##### TRECHO SELECIONADO #####

“Todo mundo que voltou deixou alguma coisa aqui. É por isso que se volta. Para buscar”
Cidades afundam em dias normais, de Aline Valek
A busca é uma constante. Mesmo quando não há norte ou motivo declarado para tanta diligência. Não é regra, porém a maioria das pessoas já passou ao menos uma temporada fora do local de origem. Mudanças por conta do trabalho do pai ou da mãe, descobrir uma cidade ou mesmo um Estado novo para fazer faculdade, ou buscar oportunidades de trabalho. A vida vez por outra nos empurra à margem, forçando alguma movimentação.
Para quem perdeu as contas destes deslocamentos, o passar dos anos aumenta a transtorno ao explicar o motivo dos terremotos emocionais nos eventuais retornos. Assim como o que nos leva a sair, a natureza dos retornos pode ser variada. É comum a visita aos familiares que permaneceram, mas pode acontecer de ser o instinto bisbilhoteiro se manifestando.
Às vezes é só uma desculpa para escapar às obrigações cotidianas. Algumas camadas de busca pelo entendimento de quem somos e como o ambiente pode, ou não, ter ajudado a moldar quem nos tornamos.

##### DADOS #####

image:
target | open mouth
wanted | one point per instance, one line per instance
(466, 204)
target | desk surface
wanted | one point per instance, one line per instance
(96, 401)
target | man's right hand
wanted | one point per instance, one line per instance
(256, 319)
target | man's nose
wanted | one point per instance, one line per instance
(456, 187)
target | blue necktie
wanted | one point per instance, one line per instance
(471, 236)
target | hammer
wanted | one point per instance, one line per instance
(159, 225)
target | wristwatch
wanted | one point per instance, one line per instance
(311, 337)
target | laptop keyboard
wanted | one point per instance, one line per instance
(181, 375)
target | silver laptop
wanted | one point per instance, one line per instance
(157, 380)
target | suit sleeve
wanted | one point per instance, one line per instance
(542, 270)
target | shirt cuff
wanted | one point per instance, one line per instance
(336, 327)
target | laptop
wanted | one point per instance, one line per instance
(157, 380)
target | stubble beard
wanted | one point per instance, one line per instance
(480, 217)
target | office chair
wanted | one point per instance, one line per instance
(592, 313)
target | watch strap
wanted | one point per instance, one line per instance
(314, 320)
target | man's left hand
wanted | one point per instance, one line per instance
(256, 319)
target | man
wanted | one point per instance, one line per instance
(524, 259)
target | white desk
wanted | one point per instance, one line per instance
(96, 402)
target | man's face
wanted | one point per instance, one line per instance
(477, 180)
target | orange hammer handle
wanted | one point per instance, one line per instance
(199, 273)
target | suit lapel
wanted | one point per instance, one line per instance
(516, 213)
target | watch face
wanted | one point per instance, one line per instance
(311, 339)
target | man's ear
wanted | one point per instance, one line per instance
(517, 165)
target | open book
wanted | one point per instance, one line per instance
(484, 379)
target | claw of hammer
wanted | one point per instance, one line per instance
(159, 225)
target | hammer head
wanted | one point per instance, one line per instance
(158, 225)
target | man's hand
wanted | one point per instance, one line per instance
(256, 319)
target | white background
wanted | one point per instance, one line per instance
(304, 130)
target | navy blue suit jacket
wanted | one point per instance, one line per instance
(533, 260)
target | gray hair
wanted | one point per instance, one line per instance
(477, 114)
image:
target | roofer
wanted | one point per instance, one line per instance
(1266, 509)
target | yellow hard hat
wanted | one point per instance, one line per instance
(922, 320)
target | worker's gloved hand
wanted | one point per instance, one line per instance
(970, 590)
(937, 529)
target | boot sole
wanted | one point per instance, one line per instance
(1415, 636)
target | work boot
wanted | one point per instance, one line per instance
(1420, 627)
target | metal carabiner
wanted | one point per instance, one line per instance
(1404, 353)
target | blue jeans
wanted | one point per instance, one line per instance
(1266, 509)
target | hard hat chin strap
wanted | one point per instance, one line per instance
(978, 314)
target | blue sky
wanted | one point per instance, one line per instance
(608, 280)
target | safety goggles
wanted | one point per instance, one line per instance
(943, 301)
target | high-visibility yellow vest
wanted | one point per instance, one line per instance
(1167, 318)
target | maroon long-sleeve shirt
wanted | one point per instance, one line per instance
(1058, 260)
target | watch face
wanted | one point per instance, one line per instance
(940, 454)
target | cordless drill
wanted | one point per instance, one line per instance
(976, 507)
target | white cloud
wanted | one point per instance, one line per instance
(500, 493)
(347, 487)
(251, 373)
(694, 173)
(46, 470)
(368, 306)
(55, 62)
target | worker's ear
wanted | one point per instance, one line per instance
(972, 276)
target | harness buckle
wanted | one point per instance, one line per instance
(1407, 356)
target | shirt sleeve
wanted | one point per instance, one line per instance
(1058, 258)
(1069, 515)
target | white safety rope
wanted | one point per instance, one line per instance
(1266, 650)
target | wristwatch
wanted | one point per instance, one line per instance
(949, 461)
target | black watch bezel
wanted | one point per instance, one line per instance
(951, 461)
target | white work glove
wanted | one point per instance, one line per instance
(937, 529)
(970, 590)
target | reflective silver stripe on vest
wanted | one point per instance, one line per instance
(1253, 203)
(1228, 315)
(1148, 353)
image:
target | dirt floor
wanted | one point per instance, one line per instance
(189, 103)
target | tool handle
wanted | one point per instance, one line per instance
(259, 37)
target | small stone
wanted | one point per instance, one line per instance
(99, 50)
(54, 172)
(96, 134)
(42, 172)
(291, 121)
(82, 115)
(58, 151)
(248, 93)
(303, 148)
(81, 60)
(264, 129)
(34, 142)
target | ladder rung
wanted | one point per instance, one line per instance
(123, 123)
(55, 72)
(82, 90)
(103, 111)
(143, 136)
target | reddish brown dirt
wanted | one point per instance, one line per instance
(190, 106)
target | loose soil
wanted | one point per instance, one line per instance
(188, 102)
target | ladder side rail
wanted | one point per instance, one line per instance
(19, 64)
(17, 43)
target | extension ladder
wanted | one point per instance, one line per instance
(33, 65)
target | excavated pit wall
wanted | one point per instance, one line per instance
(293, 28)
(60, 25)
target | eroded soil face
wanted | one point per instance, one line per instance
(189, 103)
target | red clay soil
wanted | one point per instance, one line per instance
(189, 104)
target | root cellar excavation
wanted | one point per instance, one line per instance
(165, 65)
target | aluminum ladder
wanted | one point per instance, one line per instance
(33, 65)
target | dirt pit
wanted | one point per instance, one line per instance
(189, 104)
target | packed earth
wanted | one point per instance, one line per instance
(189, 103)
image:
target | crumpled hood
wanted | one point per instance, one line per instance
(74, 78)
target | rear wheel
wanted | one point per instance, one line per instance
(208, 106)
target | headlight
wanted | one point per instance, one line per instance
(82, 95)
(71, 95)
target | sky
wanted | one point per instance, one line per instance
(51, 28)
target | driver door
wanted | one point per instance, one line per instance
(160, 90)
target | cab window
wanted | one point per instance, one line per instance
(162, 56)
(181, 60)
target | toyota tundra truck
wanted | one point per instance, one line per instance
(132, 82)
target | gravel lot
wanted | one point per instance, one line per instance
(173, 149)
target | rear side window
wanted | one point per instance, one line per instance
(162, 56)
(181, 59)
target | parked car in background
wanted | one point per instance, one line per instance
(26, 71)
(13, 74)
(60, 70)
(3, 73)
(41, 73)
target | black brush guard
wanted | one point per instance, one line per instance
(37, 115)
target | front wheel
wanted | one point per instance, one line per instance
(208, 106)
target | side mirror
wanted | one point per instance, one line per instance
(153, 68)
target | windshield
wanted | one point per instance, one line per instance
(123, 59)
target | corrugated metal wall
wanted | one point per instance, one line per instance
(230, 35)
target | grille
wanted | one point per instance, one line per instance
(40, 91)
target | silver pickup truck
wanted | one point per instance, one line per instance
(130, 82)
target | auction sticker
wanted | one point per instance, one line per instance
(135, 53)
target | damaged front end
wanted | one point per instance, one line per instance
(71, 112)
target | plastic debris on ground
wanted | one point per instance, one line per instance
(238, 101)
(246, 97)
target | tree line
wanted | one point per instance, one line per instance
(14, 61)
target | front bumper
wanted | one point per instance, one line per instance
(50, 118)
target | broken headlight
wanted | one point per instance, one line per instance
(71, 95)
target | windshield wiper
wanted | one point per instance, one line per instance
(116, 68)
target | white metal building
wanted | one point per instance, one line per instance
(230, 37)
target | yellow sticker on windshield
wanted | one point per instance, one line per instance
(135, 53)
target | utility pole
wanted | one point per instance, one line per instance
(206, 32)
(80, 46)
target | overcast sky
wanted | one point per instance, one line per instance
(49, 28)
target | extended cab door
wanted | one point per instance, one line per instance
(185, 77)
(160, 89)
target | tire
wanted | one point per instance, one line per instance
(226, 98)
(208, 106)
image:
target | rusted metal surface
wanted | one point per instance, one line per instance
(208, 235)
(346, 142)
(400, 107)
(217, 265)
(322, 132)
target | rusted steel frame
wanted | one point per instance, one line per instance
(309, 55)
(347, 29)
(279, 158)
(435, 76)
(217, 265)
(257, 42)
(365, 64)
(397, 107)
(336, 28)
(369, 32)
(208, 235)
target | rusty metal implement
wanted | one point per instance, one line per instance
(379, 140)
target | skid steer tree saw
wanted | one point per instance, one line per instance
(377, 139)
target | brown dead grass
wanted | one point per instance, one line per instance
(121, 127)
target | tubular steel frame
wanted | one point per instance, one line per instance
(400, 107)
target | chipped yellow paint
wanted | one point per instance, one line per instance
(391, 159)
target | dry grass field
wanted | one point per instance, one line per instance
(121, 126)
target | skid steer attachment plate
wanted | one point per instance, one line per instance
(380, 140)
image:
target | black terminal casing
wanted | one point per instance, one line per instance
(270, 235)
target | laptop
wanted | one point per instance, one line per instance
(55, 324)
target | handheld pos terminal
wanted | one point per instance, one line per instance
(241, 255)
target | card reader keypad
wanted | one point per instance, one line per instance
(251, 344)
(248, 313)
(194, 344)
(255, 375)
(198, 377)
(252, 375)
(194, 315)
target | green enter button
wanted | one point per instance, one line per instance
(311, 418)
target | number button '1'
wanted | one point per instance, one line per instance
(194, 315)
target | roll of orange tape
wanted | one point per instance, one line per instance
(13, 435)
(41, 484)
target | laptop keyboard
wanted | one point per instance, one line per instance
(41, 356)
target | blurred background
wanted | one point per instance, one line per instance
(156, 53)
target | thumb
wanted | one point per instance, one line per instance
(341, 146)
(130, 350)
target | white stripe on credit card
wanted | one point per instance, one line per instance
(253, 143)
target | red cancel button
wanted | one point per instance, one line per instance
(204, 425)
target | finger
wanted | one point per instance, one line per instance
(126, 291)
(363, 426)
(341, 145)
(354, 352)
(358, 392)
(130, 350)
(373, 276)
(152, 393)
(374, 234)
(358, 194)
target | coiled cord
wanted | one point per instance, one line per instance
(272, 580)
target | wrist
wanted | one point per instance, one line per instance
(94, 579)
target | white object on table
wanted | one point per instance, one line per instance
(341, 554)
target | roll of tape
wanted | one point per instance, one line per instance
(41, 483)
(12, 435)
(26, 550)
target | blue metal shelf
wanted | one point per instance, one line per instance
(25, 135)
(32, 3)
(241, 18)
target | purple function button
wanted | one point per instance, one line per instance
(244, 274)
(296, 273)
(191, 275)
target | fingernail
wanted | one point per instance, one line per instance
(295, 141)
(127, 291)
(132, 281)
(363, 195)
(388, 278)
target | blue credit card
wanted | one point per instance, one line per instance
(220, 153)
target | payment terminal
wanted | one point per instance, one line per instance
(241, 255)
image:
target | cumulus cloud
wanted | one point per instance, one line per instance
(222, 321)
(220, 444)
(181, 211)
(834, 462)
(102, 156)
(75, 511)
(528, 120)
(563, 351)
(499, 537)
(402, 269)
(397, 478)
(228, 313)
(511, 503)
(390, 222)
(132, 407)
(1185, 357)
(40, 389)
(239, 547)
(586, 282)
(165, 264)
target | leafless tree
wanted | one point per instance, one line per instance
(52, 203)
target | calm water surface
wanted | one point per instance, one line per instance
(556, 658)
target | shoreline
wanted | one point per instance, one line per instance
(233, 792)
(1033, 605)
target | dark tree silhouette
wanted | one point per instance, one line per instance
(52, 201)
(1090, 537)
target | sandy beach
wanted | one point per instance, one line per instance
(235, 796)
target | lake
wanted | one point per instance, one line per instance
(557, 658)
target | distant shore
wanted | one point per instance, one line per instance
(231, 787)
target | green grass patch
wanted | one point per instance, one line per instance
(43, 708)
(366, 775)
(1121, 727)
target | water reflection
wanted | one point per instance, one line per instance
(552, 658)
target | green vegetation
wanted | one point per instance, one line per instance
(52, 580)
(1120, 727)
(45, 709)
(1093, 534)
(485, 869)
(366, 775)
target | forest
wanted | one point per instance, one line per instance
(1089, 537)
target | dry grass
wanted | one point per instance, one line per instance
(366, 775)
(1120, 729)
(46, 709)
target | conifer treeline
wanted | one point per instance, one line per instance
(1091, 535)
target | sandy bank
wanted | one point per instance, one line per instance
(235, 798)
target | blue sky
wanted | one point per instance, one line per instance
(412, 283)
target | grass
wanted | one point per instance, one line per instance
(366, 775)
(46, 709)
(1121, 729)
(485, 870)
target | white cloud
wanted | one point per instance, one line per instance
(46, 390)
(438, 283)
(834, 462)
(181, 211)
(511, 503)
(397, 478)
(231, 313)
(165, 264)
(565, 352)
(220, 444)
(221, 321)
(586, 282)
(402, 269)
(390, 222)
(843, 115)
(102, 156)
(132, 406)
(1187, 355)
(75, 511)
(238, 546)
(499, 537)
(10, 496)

#####

**EXERCÍCIO CURTO A**
Com base na citação que abre o texto sobre os retornos à terra natal, explique por que se volta a um lugar. Responda em uma a três frases.
**EXERCÍCIO CURTO B**
Escreva a continuação do texto sobre os retornos à terra natal a partir da última frase apresentada.
Os dados provêm de outra fonte.

**RESPOSTA DA TAREFA A**
Segundo a citação, todo mundo que voltou deixou alguma coisa no lugar de onde saiu. Por isso se volta: para buscar o que ficou.

**RESPOSTA DA TAREFA B**
Kênia, a protagonista de Cidades afundam em dias normais, de Aline Valek, parece entrar na última categoria. Tomo a liberdade de apontar até certa curiosidade mórbida. A cidade onde passou a infância, Alto do Oeste, acabou submersa. Embora a personagem já demonstrasse desejo de partir, o local deu um jeito de forçar a despedida. Anos mais tarde, em decorrência da seca no Cerrado, a cidade submersa volta a exibir suas entranhas.
“Nas capitais, era a moça de origem pobre, uma aberração estatística que conseguiu dar certo apesar de ter vindo do cu do mundo, perseguida pela pergunta “De onde você é?” e pela impossibilidade de uma resposta que não passasse pelo surrealismo de explicar que cidades afundavam e que às vezes não dava tempo de fazer nada a respeito.”
Cidades afundam em dias normais, de Aline Valek
Decidiu escavar essas ruínas, agora com outro olhar. A Kênia adulta, que viu a infância e a adolescência afundarem junto a Alto do Oeste, é agora fotógrafa. Já debandou por outros cantos, e encontrou um certo Facundo, amigo argentino e jornalista, no caminho. Ele acompanha-a neste retorno a Alto do Oeste, oferecendo a ponto de vista de quem é meramente curioso, em busca de uma boa história.
Kênia não foi a única a ter a ideia de revisitar o passado. Chegando lá, tropeça com figuras que ilustraram sua biografia. No meio dos reencontros, uma antiga professora passa-lhe, entre alguns objetos, um caderno de memórias. Nessas páginas, correspondentes a um exercício escolar de contar a vida, Tainara, amiga de infância de Kênia, esmiúça a própria existência.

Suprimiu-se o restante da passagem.